* _GIVEN ENTRIES_:
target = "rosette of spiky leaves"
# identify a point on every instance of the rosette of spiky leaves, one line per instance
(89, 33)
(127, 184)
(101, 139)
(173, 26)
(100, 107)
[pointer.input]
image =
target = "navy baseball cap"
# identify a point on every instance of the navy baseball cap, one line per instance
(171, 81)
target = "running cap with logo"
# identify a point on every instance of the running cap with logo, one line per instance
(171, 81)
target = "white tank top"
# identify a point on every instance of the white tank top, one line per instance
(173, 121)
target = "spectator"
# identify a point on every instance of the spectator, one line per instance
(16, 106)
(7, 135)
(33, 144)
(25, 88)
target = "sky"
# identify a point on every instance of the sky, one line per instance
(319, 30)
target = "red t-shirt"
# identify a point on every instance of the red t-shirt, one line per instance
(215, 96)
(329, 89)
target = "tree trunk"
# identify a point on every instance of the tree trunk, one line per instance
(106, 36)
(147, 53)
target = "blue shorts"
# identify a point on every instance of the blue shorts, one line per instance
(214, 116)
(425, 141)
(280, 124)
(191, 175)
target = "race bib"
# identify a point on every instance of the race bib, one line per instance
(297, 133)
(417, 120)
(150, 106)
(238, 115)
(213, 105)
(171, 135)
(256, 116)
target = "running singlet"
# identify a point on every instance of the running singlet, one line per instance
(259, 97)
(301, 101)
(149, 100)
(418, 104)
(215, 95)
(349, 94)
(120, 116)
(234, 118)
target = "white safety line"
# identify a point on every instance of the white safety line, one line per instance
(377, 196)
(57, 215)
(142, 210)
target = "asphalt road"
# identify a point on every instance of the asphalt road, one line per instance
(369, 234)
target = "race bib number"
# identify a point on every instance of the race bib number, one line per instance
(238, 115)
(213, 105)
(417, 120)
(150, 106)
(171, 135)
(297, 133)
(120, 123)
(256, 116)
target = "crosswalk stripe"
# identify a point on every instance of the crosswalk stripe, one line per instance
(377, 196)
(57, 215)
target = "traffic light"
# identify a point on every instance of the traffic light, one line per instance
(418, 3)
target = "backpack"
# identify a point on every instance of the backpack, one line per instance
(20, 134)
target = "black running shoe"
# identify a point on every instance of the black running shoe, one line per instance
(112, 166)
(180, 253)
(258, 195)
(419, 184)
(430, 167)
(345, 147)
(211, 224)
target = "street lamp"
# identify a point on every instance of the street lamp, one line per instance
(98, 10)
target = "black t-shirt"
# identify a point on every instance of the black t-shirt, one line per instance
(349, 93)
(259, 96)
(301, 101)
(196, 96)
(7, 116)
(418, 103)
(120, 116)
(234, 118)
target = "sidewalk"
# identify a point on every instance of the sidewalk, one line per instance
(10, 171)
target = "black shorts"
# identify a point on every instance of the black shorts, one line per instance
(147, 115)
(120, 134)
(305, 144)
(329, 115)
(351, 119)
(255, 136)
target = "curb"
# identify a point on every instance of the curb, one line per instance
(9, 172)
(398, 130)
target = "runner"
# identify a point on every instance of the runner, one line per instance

* _INSTRUCTIONS TO FOLLOW_: If a line of the entries contains "runner", it counts; say how many such lines there are and give only the number.

* _ANSWER SPACE_: 2